**WHAT YOU NEED TO DO:**
Pull every line that includes the word "query" out of the data below and copy it.

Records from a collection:
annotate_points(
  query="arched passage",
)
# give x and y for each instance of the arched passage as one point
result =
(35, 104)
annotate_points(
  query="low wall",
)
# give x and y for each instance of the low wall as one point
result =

* * *

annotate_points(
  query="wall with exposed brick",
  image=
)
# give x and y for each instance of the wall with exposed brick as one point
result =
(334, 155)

--

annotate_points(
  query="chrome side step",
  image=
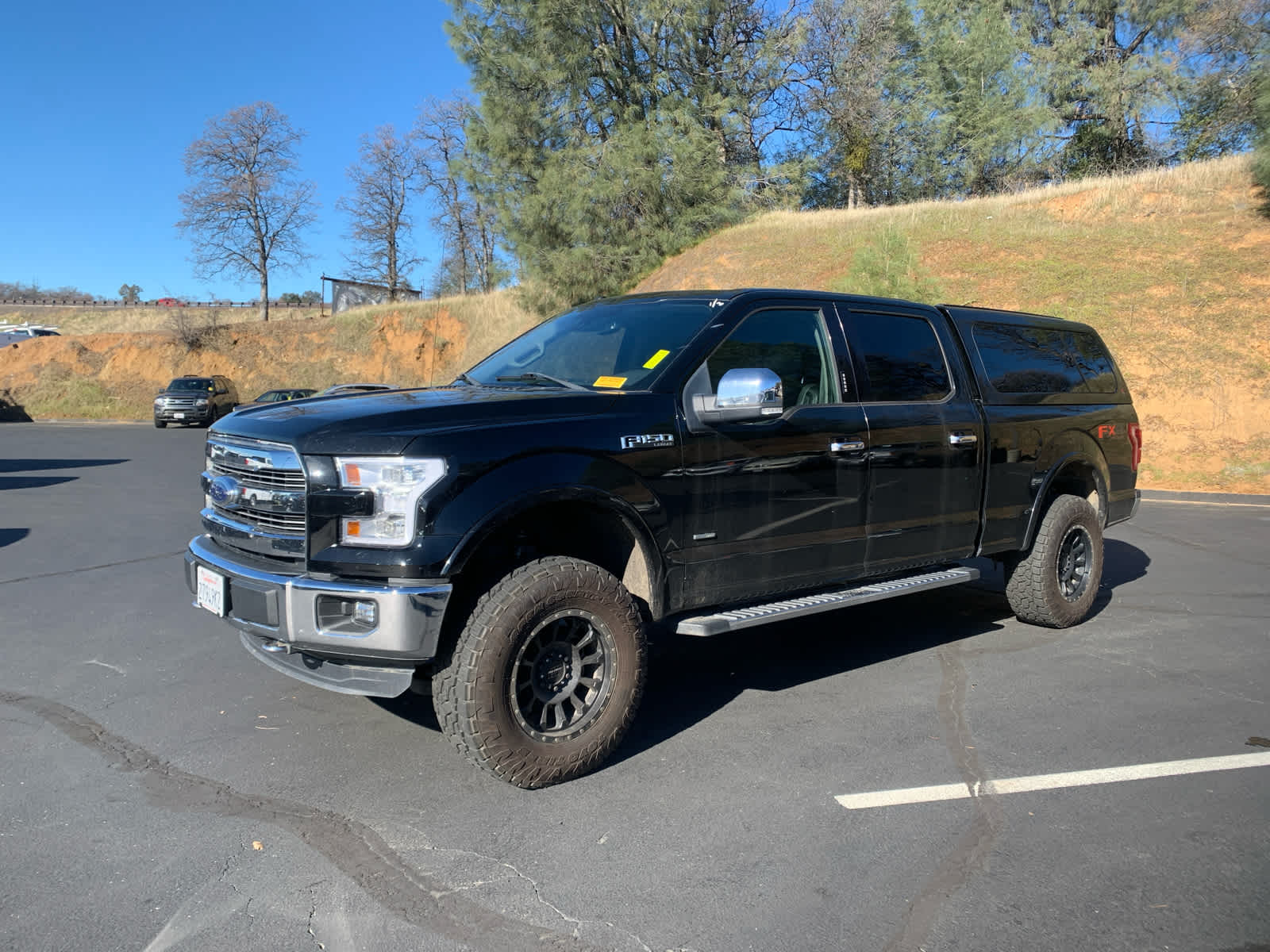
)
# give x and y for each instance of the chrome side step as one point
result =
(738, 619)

**ANSWER:**
  query="arched passage",
  query="low wall",
  query="wall with exposed brick",
  query="chrome side step",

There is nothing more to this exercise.